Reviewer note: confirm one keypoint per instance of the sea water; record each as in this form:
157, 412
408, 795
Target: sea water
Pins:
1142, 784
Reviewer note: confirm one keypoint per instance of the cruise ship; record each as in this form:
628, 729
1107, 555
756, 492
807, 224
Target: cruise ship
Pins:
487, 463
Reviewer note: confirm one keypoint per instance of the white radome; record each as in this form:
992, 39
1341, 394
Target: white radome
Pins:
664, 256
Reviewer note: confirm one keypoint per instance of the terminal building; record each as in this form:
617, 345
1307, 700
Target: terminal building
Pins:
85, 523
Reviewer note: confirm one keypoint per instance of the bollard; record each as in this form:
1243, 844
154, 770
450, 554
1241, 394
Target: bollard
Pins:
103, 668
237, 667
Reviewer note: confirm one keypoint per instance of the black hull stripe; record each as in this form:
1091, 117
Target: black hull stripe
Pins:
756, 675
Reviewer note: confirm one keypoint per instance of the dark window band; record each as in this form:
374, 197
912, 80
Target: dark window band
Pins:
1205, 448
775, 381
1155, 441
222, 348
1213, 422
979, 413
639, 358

* * *

• [Task description]
Reproduce the whole listing above line for line, leaving every entry unchanged.

• [Output for this task]
Reviewer note: confirm one keypoint per instance of the sea water; record each as in this form:
157, 412
408, 795
Target: sea water
Pins:
1142, 784
Reviewer note: confirm one keypoint per instance of the cruise ship; record each as in this form:
628, 729
1107, 555
756, 492
807, 224
Target: cruise ship
Pins:
487, 463
Reviewer note: confirm one keypoint per instance of the white radome; record each as in this form:
992, 39
1341, 394
Target: white radome
Pins:
664, 256
Reviewer note: confirm one keypoint per instance of the terminal building; record each as in this form:
617, 345
1307, 700
Target: terminal building
Pins:
85, 523
Reviewer note: confirm one keypoint per instance of the bollard; record each as in this form:
1243, 844
154, 770
450, 554
1241, 394
Target: bollard
Pins:
103, 668
237, 667
Reviewer note: confirm one keypoint per instance of the black hull stripe; record each as in this form:
1091, 117
Target: black hull stripe
Pins:
756, 675
Reviewer note: confirm one keypoint per instance of the dark window band; record each as in this form:
374, 197
912, 80
Target: dark window band
Pins:
1205, 448
775, 381
1155, 441
222, 348
1213, 422
979, 413
639, 358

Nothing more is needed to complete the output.